(EXTRACTED DATA Opens)

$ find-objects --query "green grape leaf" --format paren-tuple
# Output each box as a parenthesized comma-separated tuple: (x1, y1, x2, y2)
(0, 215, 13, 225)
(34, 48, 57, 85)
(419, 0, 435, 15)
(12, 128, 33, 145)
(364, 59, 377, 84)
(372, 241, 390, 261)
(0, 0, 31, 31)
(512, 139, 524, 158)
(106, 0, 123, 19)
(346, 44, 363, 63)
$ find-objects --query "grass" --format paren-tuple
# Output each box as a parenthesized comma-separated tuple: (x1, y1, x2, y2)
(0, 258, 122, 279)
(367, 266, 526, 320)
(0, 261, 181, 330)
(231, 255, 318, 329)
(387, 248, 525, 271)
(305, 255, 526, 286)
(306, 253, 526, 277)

(EXTRACTED DATA Closes)

**PROMPT:** Your response should contain each line of the entries above that holds the string "query".

**ANSWER BOX:**
$ find-objects --query "green grape leaf" --format paren-tuple
$ find-objects --query "grass" --format paren-tuple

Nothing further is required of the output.